* Task: Everything from the line holding "Provide one point per instance of the woven" through the last line below must be repeated exactly, and nothing else.
▬▬▬▬▬▬
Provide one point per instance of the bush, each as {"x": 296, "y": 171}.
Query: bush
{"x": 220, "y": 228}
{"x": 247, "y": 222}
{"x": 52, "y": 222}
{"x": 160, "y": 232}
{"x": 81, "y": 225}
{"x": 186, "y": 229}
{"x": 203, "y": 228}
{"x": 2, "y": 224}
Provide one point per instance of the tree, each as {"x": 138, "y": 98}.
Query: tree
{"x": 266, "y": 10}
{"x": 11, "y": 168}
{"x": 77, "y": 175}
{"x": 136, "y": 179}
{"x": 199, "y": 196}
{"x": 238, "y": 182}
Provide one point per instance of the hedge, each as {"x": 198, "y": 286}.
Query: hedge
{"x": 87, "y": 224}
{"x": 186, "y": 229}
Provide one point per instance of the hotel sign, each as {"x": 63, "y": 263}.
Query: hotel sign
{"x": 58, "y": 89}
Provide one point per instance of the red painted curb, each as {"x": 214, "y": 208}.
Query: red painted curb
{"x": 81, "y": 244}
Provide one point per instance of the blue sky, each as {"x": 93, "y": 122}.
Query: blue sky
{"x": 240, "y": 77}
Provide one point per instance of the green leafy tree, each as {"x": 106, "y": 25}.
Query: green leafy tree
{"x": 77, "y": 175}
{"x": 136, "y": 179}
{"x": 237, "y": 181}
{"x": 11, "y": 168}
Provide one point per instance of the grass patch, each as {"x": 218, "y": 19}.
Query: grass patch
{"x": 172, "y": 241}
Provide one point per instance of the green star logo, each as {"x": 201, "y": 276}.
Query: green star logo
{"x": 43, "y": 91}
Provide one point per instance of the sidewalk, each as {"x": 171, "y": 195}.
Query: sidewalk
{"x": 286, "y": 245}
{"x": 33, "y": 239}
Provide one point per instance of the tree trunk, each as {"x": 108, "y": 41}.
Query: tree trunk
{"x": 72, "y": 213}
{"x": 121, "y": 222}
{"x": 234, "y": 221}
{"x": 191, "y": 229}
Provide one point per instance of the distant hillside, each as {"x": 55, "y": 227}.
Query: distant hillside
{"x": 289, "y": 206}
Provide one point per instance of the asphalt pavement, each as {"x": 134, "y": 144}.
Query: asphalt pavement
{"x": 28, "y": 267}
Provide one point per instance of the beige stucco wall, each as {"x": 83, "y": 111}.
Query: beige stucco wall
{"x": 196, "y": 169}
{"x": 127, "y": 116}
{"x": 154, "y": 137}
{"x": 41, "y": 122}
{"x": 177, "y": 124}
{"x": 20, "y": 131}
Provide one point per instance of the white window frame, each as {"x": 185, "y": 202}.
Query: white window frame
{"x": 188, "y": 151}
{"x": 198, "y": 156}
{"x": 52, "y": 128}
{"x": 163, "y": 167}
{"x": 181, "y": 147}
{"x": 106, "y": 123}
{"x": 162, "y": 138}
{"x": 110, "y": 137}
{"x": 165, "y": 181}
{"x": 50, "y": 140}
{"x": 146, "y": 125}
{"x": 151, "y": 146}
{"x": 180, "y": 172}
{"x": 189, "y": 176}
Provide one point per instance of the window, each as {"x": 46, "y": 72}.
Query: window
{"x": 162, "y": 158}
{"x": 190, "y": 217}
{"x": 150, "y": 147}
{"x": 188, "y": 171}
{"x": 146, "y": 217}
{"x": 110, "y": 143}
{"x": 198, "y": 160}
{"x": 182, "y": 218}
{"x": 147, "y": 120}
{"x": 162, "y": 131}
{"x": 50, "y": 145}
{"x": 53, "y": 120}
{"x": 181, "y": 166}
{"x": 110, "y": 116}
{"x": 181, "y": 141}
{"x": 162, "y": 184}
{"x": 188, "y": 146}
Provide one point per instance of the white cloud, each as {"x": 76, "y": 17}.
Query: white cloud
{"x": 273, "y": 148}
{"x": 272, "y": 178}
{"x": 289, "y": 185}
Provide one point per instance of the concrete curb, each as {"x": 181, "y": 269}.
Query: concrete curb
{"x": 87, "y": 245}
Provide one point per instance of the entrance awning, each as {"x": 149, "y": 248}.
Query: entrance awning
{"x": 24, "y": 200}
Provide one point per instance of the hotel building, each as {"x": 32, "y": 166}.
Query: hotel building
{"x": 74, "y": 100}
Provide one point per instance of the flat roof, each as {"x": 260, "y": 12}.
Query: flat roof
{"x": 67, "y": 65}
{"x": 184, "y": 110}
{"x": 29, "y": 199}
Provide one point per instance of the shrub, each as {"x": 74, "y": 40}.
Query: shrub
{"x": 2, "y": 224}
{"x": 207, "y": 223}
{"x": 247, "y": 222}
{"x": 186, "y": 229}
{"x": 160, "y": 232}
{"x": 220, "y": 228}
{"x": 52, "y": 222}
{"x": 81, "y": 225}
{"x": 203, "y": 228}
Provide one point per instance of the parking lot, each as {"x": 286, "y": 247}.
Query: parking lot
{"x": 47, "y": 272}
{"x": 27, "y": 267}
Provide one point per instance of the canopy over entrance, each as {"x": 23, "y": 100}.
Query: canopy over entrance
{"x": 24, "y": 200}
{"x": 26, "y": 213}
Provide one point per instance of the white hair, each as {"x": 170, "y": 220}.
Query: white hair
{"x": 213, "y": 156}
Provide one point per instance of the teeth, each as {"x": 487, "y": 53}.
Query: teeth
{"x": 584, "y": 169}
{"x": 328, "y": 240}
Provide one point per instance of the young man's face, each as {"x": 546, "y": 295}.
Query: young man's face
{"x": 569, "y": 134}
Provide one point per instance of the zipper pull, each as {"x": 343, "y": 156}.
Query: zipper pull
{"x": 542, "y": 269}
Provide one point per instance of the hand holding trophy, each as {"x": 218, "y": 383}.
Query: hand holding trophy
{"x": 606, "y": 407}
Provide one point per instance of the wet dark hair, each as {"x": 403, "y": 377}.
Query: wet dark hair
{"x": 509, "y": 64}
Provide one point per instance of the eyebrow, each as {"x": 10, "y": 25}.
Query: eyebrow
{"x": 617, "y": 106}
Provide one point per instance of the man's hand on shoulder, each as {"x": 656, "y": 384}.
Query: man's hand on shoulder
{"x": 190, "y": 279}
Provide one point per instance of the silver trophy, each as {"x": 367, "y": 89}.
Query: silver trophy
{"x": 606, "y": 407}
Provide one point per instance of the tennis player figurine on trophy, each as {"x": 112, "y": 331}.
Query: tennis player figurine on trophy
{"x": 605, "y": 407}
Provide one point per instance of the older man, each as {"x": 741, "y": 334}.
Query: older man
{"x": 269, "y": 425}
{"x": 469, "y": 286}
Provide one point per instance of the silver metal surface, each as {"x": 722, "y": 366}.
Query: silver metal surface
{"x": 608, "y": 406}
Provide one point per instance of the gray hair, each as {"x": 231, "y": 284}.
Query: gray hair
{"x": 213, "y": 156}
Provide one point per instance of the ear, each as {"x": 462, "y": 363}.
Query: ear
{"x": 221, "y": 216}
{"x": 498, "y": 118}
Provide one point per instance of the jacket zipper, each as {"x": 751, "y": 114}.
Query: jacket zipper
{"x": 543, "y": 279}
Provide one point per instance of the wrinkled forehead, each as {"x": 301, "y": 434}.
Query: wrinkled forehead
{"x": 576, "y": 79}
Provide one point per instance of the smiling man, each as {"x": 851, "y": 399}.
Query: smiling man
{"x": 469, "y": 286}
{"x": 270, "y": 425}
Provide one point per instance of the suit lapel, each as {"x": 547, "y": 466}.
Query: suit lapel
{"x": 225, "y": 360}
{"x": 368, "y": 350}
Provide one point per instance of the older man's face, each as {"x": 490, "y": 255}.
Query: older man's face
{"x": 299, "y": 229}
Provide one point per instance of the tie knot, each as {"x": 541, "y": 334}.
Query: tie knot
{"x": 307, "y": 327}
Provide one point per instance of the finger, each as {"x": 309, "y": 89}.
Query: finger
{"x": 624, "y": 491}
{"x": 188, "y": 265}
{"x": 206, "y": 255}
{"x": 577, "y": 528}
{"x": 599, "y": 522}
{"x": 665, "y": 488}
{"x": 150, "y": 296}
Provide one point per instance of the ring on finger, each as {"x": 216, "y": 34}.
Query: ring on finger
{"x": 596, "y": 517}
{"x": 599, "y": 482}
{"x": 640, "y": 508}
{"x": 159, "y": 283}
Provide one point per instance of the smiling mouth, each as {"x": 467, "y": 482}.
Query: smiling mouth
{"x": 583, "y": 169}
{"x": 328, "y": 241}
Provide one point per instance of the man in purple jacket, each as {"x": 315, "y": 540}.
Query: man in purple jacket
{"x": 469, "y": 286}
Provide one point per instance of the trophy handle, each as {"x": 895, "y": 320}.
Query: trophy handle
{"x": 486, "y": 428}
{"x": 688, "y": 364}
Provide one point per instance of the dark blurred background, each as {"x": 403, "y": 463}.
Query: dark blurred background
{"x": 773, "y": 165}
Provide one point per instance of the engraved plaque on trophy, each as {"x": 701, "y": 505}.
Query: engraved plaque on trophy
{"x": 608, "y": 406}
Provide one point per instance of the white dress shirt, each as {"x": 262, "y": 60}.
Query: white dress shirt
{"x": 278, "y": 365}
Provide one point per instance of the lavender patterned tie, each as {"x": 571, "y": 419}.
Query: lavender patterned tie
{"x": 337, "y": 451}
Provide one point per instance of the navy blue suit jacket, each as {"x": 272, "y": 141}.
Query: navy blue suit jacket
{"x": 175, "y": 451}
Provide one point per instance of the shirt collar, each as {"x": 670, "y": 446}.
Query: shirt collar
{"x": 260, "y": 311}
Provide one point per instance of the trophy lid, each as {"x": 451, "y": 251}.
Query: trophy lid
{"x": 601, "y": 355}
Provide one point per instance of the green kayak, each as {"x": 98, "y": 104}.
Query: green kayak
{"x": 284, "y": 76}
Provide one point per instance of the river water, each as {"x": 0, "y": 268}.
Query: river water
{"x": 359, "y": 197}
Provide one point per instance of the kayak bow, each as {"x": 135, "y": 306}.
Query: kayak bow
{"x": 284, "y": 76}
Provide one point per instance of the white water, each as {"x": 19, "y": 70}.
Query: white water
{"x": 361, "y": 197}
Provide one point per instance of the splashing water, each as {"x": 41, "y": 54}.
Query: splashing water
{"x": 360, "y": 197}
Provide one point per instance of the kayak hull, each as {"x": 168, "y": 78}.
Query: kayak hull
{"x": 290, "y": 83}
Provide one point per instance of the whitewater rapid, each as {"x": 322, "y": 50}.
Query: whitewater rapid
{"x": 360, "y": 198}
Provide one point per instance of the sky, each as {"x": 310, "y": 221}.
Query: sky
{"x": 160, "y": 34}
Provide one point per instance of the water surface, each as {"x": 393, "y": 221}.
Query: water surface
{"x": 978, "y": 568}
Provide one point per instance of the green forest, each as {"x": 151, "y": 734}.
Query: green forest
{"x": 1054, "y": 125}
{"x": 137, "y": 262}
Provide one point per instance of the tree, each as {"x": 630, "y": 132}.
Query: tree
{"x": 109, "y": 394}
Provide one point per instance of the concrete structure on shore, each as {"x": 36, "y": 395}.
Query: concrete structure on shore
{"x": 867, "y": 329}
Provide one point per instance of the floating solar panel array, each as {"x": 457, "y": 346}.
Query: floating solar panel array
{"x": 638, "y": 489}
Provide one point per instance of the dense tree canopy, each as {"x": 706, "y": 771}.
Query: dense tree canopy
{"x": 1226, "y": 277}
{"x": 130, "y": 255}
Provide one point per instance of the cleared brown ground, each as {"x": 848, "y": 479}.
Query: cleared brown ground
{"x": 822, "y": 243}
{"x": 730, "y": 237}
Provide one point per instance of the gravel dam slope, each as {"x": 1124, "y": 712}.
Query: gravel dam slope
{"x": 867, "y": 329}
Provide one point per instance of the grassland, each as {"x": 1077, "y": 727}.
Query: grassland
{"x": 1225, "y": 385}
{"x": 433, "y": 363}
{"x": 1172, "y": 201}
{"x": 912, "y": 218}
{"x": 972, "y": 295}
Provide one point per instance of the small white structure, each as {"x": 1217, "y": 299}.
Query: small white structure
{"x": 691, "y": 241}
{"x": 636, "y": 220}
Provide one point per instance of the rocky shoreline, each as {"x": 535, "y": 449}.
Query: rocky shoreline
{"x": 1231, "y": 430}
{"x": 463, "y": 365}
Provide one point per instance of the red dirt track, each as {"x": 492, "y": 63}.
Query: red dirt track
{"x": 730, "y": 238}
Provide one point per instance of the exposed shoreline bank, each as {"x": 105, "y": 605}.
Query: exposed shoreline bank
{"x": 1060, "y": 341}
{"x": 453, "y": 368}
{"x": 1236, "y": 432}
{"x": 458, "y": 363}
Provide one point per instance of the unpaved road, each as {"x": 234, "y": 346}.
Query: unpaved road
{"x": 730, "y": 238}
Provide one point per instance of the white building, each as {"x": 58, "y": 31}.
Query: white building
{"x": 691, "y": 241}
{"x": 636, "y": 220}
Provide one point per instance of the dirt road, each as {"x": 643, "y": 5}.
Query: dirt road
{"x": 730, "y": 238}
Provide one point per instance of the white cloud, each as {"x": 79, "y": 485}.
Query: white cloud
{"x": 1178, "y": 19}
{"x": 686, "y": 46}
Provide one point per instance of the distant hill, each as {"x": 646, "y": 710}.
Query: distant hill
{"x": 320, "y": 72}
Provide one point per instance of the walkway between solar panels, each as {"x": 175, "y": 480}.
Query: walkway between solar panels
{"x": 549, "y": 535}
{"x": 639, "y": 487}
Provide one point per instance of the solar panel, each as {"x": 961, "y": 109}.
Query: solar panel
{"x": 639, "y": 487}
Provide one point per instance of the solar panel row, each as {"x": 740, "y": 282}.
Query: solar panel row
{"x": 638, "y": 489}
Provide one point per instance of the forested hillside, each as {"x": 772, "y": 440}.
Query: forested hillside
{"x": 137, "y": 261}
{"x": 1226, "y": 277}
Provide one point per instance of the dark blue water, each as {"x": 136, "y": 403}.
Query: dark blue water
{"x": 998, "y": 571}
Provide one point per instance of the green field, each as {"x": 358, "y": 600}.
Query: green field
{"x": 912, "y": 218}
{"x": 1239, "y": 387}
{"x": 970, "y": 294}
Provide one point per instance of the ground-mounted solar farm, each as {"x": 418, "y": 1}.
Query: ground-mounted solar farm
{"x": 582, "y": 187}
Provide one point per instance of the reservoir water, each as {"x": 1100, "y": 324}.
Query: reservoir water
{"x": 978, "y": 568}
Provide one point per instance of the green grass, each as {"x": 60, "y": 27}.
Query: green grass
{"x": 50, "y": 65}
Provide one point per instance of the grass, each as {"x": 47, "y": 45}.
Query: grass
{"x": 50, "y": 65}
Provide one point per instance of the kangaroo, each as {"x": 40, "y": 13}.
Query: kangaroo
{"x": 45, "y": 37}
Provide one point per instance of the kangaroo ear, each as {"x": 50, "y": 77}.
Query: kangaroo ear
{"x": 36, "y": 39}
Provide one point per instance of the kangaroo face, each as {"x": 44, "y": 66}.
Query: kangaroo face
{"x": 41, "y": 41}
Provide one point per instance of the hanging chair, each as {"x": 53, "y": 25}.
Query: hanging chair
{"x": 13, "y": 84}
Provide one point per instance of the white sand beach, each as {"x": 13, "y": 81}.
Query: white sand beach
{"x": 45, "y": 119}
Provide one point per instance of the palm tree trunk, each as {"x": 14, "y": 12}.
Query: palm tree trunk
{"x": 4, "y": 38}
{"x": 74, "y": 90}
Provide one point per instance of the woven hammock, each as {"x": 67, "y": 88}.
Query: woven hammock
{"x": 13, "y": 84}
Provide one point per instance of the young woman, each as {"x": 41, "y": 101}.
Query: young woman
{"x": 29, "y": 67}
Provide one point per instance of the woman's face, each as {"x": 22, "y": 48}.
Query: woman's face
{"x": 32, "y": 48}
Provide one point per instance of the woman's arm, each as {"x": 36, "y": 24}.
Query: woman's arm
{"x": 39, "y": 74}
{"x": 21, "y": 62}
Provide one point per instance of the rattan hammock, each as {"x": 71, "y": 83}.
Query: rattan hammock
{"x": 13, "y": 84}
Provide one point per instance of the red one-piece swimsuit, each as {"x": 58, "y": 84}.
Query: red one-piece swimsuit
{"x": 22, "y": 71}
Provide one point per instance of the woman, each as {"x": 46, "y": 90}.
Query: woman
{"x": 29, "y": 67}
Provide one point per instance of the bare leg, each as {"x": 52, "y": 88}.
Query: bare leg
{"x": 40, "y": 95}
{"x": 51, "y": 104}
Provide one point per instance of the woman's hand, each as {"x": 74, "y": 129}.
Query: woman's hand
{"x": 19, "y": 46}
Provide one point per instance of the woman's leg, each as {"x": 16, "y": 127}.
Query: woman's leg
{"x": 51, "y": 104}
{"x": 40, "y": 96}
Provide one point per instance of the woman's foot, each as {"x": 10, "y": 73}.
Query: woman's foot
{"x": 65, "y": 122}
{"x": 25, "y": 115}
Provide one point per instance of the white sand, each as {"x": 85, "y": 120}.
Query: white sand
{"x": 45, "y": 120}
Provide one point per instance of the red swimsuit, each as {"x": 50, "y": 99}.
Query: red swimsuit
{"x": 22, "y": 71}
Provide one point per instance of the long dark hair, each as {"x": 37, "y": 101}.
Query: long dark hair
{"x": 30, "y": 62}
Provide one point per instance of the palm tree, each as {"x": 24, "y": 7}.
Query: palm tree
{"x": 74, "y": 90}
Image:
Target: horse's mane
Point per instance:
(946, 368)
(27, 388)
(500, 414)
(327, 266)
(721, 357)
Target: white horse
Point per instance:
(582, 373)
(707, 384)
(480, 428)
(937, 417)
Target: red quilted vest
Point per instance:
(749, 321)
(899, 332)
▬▬▬▬▬▬
* Exercise output:
Provide one point per instance of the woven hammock, each as {"x": 67, "y": 88}.
Query: woven hammock
{"x": 13, "y": 84}
Provide one point per instance of the young woman, each as {"x": 41, "y": 101}.
Query: young woman
{"x": 29, "y": 67}
Provide one point per instance of the woman's face, each as {"x": 22, "y": 48}.
Query: woman's face
{"x": 32, "y": 48}
Provide one point per instance of the woman's arm, each as {"x": 36, "y": 24}.
Query: woman's arm
{"x": 39, "y": 74}
{"x": 21, "y": 62}
Provide one point per instance of the rattan hammock, each as {"x": 71, "y": 83}.
Query: rattan hammock
{"x": 13, "y": 84}
Provide one point per instance of the red one-piece swimsuit, each as {"x": 58, "y": 84}.
Query: red one-piece swimsuit
{"x": 22, "y": 71}
Provide one point per instance of the woman, each as {"x": 46, "y": 90}.
Query: woman
{"x": 29, "y": 67}
Provide one point per instance of the bare leg, each as {"x": 52, "y": 88}.
Query: bare leg
{"x": 40, "y": 95}
{"x": 51, "y": 104}
Provide one point per instance of the woman's hand, each as {"x": 74, "y": 129}.
Query: woman's hand
{"x": 19, "y": 46}
Provide one point per instance of the woman's leg, each as {"x": 16, "y": 127}.
Query: woman's leg
{"x": 51, "y": 104}
{"x": 40, "y": 96}
Provide one point per instance of the woman's foot, each as {"x": 10, "y": 73}.
Query: woman's foot
{"x": 65, "y": 122}
{"x": 25, "y": 115}
Provide one point per instance of the white sand, each as {"x": 85, "y": 120}.
Query: white sand
{"x": 45, "y": 120}
Provide one point per instance of the red swimsuit, each as {"x": 50, "y": 99}.
Query: red swimsuit
{"x": 22, "y": 71}
Provide one point per instance of the long dark hair, each as {"x": 37, "y": 101}.
Query: long dark hair
{"x": 30, "y": 62}
Provide one point per instance of the palm tree, each as {"x": 24, "y": 7}.
Query: palm tree
{"x": 74, "y": 90}
Image:
Target: horse's mane
Point per instance:
(946, 368)
(27, 388)
(500, 414)
(327, 266)
(721, 357)
Target: white horse
Point per instance:
(582, 373)
(707, 384)
(480, 428)
(937, 417)
Target: red quilted vest
Point per instance:
(749, 321)
(899, 332)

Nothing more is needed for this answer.